• [ЗАДАНИЕ]
Отберите из приведённых ниже данных все строки, содержащие слово «comma», и выпишите их. Регистр букв учитывается.

• [ИСХОДНЫЕ ДАННЫЕ]

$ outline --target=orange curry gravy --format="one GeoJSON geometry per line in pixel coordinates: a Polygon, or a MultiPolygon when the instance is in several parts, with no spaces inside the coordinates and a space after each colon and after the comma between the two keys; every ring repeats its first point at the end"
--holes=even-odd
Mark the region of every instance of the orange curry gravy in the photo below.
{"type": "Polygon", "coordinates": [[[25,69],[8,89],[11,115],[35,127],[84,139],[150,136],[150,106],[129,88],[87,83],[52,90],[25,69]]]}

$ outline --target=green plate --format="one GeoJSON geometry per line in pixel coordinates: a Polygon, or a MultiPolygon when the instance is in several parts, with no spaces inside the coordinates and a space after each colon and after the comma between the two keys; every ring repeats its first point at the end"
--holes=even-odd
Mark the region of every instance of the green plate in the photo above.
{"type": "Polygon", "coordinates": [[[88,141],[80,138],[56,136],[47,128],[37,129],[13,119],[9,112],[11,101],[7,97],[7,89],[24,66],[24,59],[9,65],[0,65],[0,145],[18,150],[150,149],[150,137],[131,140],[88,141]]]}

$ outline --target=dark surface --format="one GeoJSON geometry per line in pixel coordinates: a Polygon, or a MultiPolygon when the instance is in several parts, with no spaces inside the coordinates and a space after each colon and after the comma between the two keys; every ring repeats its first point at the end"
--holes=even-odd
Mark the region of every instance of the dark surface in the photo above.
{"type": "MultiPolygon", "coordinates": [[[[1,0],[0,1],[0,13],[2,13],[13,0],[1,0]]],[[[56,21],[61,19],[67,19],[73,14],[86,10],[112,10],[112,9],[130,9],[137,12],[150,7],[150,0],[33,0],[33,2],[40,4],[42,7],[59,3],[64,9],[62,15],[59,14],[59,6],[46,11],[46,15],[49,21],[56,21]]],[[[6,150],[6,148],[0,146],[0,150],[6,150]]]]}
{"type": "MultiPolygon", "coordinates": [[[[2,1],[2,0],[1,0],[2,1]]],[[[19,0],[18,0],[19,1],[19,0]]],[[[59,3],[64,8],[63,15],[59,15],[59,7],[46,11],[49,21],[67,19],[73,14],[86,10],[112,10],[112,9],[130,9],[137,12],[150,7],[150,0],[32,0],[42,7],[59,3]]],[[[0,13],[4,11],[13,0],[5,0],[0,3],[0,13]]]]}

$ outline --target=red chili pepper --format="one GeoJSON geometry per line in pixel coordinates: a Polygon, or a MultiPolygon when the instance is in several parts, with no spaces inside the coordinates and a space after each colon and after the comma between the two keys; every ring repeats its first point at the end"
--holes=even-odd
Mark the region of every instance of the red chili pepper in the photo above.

• [ОТВЕТ]
$ outline --target=orange curry gravy --format="one GeoJSON geometry per line in pixel coordinates: a Polygon, or a MultiPolygon when the instance is in several parts, with no spaces inside the coordinates and a space after each colon and after the comma between the two keys; every ring repeats its first point at the end"
$ outline --target=green plate --format="one GeoJSON geometry per line in pixel coordinates: a Polygon, or a MultiPolygon when the instance is in several parts, with no spaces inside the coordinates and a space after each colon and after the comma between the two keys; every ring repeats its first point at the end"
$ outline --target=dark surface --format="one GeoJSON geometry per line in pixel coordinates: a Polygon, or a MultiPolygon when the instance is in several parts, with no spaces inside the coordinates and a space after each colon and after the comma between the two keys; every ring repeats its first point at the end"
$ outline --target=red chili pepper --format="one GeoJSON geometry per line in pixel coordinates: a Polygon, or a MultiPolygon when the instance is in several parts, with no spaces inside the coordinates and a space after each colon and after the comma between the two keys; every ring repeats its first point at the end"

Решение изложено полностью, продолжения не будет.